● **Extract**
Discovery of coherent pulsations from the Ultraluminous X-ray Source NGC 7793 P13
F. Fuerst (1), D. J. Walton (2,1), F. A. Harrison (1), D. Stern (2),, D. Barret (3), M. Brightman (1), A. C. Fabian (4), B. Grefenstette (1), K. K., Madsen (1), M. J. Middleton (5), J. M. Miller (6), K. Pottschmidt (7,8), A., Ptak (8), V. Rana (1), N. Webb (3) ((1) SRL/Caltech

TL;DR
This paper reports the discovery of coherent pulsations from the ultraluminous X-ray source NGC 7793 P13, confirming it as an accreting neutron star with super-Eddington luminosity and providing insights into its magnetic field and emission mechanisms.
Contribution
First detection of pulsations in NGC 7793 P13, establishing it as a neutron star ULX and analyzing its spin-up and magnetic field properties.

● **Things to do**
[A] According to the summary, what kind of object is NGC 7793 P13?
[B] Sum up the summary in two sentences.
[C] From the summary, extract the passage starting with "Contribution" and going on through "magnetic field properties.".

● **Data extract**
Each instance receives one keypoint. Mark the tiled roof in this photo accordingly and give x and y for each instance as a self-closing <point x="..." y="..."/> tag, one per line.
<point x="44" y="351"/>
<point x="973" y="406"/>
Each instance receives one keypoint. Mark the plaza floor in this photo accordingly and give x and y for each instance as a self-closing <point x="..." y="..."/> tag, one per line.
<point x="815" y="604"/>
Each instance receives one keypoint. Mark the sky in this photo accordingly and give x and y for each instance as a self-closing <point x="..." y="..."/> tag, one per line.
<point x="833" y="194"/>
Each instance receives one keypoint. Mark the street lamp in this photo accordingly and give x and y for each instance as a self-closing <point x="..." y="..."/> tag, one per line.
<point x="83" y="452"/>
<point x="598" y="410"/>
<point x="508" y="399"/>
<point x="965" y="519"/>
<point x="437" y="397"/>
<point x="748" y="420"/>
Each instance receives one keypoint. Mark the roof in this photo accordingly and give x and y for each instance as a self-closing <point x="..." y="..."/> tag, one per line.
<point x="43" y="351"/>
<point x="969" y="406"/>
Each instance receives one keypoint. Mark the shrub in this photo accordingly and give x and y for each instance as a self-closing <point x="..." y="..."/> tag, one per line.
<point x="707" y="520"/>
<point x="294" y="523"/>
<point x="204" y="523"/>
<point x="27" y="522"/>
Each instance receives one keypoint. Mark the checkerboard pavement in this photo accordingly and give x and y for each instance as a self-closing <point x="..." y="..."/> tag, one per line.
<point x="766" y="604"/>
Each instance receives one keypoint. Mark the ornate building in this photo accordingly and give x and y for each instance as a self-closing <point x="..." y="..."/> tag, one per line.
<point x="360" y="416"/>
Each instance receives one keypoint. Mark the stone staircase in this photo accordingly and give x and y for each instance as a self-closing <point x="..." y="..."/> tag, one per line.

● **Solutions per task**
[A] An accreting neutron star with super-Eddington luminosity.

[B] The paper reports the first detection of coherent pulsations from the ultraluminous X-ray source NGC 7793 P13, which confirms it as an accreting neutron star with super-Eddington luminosity. It also analyzes the source's spin-up, magnetic field, and emission mechanisms.

[C]
Contribution
First detection of pulsations in NGC 7793 P13, establishing it as a neutron star ULX and analyzing its spin-up and magnetic field properties.